Ser susceptible de someterse a la «falsación», esto es, contrastarse con evidencias empíricas que pudieran contradecir las hipótesis mantenidas, es lo que descartaba o convertía una teoría en científica. Según Popper, el problema del psicoanálisis era que estaba formulado de tal manera que era imposible someterlo a la lógica de la falsación; no cabía encontrar datos que lo contradijeran (Popper, 1963/1990; sobre esta cuestión véase también Leahey, 2005).

Ciertamente, Freud siempre utilizó sus casos clínicos de forma confirmatoria, incluso forzando en ocasiones una interpretación exitosa de sus resultados terapéuticos. Pero lo cierto es que ninguna escuela psicológica se ha tomado nunca la falsación demasiado en serio. Hasta las perspectivas que tienen más apego a la metodología experimental revisan los procedimientos de recogida, rechazan datos o retocan componentes no nucleares de la teoría antes de descartarla por completo. A ello hay que añadir que el criterio de la «falsación» fue ampliamente relativizado por la epistemología pospopperiana; algunas de cuyas tendencias han estado mucho más interesadas por las condiciones contextuales, históricas y sociales de la ciencia (Kuhn, 1962/2006; Latour y Woolgar, 1979/1995) y las inevitables dimensiones comprehensivas e, incluso, estéticas y éticas de la misma (Feyerabend, 1970/1993; Putnam, 1987/1994). Para la mayoría de esta posiciones, la ciencia no refleja la realidad tal y como supuestamente es, ya que ella misma supone una creación humana; una construcción de un modelo para entender el mundo y poder actuar en él de acuerdo con ciertos valores.
----------------
» **TAREA PROPUESTA 1**:
Según el fragmento sobre la falsación, ¿cuál era para Popper el problema del psicoanálisis?
» **TAREA PROPUESTA 2**:
Transcriba literalmente el tramo del fragmento sobre la falsación que va desde "Ser susceptible de" hasta "también Leahey, 2005).".

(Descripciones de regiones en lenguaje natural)
----------------
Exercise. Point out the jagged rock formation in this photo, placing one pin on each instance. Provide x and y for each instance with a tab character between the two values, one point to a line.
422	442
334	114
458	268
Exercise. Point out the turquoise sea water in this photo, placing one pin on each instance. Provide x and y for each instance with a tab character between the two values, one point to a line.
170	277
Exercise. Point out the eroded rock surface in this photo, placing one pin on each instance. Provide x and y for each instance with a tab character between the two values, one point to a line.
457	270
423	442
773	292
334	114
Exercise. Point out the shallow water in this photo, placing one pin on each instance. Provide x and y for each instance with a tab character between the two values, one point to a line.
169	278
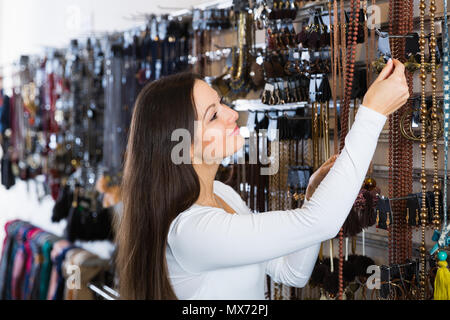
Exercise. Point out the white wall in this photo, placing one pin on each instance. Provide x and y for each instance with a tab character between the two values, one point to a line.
26	26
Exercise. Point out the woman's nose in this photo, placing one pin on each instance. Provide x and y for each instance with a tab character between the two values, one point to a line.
231	115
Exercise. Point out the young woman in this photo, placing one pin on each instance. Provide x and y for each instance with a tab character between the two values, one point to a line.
183	235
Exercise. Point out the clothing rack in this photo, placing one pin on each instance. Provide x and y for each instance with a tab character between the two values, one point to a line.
104	291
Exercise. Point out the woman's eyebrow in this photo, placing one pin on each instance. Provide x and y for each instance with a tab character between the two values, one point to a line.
207	109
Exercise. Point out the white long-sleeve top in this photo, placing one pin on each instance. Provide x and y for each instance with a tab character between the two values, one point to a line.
215	255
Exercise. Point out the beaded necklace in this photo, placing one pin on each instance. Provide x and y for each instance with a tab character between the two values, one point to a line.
423	147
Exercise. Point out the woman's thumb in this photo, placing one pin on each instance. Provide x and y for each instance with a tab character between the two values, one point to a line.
386	72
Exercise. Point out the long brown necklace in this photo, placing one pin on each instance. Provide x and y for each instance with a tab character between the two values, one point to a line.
345	112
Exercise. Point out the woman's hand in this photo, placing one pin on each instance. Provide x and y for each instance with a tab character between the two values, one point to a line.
318	176
389	91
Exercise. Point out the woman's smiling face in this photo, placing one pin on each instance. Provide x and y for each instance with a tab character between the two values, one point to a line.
217	135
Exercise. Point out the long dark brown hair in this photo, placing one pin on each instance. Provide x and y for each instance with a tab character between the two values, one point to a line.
154	189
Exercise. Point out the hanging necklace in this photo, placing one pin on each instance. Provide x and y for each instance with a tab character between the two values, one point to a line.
434	116
443	237
423	147
446	106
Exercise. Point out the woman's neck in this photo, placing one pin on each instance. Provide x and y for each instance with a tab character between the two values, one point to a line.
206	174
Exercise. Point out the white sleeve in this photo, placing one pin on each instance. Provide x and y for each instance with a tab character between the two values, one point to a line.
295	269
208	239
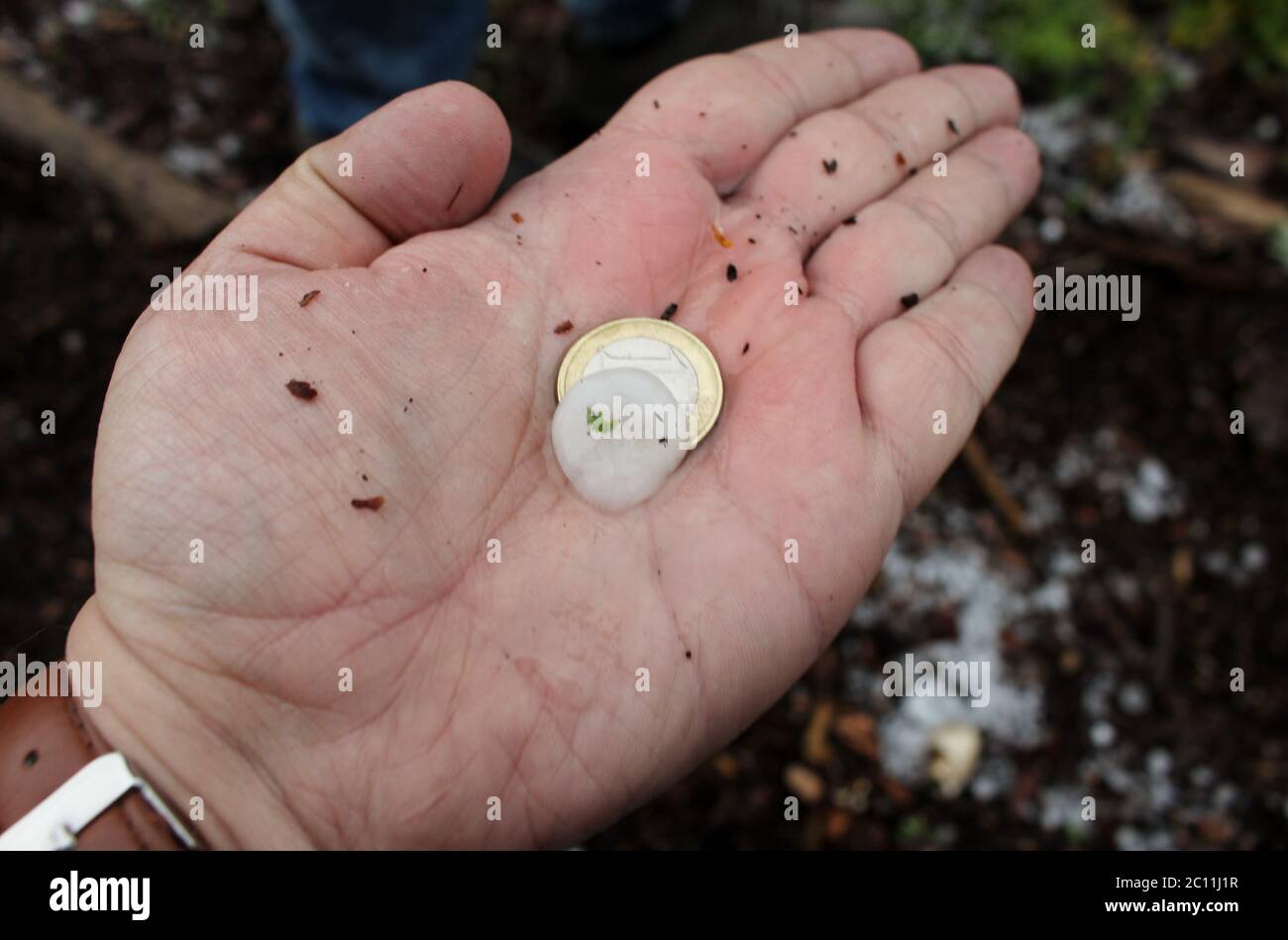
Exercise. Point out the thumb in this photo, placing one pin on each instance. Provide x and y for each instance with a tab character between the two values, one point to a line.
428	159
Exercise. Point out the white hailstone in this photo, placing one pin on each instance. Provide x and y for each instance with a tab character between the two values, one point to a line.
614	463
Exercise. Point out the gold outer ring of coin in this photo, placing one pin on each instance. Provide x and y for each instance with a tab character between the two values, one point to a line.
709	381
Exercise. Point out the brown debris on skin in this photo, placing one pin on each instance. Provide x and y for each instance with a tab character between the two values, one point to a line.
301	389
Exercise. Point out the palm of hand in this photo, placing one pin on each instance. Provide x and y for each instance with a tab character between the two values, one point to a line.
510	669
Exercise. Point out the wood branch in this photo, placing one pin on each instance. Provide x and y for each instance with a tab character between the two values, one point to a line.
161	206
993	487
1239	205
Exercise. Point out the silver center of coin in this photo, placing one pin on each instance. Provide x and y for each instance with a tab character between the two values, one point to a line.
652	356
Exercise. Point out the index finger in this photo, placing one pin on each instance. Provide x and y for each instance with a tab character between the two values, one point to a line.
725	111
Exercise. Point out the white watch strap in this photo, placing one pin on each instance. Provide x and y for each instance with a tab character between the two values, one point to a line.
60	816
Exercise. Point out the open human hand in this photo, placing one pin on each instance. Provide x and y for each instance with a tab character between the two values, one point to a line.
518	679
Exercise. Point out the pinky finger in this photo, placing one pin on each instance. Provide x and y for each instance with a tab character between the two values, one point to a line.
923	377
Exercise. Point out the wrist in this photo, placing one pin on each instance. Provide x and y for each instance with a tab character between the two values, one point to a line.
194	760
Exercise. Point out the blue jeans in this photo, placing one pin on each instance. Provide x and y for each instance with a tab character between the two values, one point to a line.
351	56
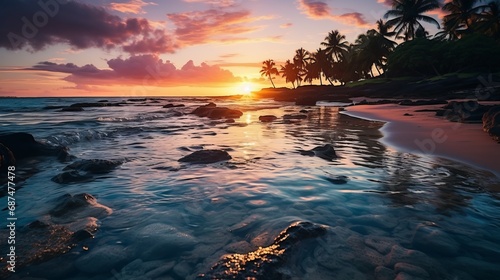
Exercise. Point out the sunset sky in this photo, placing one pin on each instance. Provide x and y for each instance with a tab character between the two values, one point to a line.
152	47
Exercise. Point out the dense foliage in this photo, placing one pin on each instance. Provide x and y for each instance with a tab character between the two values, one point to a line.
469	41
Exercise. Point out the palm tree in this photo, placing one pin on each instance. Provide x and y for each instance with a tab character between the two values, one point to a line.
407	14
300	61
489	20
269	69
290	72
461	15
335	44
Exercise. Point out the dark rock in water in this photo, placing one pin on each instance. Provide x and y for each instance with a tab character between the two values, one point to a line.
267	118
23	145
294	117
465	111
307	101
408	102
212	111
79	205
326	152
95	104
206	156
339	180
264	263
83	170
170	105
72	109
94	166
72	176
491	122
6	158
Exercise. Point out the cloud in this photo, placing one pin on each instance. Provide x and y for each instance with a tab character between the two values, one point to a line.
319	10
140	70
219	3
212	25
28	24
131	7
386	2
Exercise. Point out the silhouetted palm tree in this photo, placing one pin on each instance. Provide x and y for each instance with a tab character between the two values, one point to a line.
407	14
335	44
489	20
290	72
300	61
462	13
269	69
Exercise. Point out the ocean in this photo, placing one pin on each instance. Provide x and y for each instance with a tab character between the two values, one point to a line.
387	213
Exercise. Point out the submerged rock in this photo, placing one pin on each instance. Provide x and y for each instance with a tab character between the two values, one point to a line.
6	158
78	206
85	169
24	145
206	156
211	110
491	122
267	118
264	263
326	152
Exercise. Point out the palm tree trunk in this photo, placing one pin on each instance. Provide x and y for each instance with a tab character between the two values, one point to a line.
271	81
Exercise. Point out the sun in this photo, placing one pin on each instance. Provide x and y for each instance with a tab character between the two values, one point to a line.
246	88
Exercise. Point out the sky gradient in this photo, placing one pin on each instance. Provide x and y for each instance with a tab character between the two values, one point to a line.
175	47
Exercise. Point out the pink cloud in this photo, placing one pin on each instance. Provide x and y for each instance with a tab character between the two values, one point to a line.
386	2
81	26
131	7
319	10
201	27
141	70
220	3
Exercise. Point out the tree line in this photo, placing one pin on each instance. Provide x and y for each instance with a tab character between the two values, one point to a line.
470	34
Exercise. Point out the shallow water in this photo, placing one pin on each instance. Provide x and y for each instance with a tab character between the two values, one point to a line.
174	221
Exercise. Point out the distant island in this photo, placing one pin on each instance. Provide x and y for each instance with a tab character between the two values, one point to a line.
460	60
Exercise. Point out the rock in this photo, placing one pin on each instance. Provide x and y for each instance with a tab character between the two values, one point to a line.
----------------
» **SOLUCIÓN DEL EJERCICIO 1**:
Que estaba formulado de tal manera que era imposible someterlo a la lógica de la falsación, pues no cabía encontrar datos que lo contradijeran.

» **SOLUCIÓN DEL EJERCICIO 2**:
Ser susceptible de someterse a la «falsación», esto es, contrastarse con evidencias empíricas que pudieran contradecir las hipótesis mantenidas, es lo que descartaba o convertía una teoría en científica. Según Popper, el problema del psicoanálisis era que estaba formulado de tal manera que era imposible someterlo a la lógica de la falsación; no cabía encontrar datos que lo contradijeran (Popper, 1963/1990; sobre esta cuestión véase también Leahey, 2005).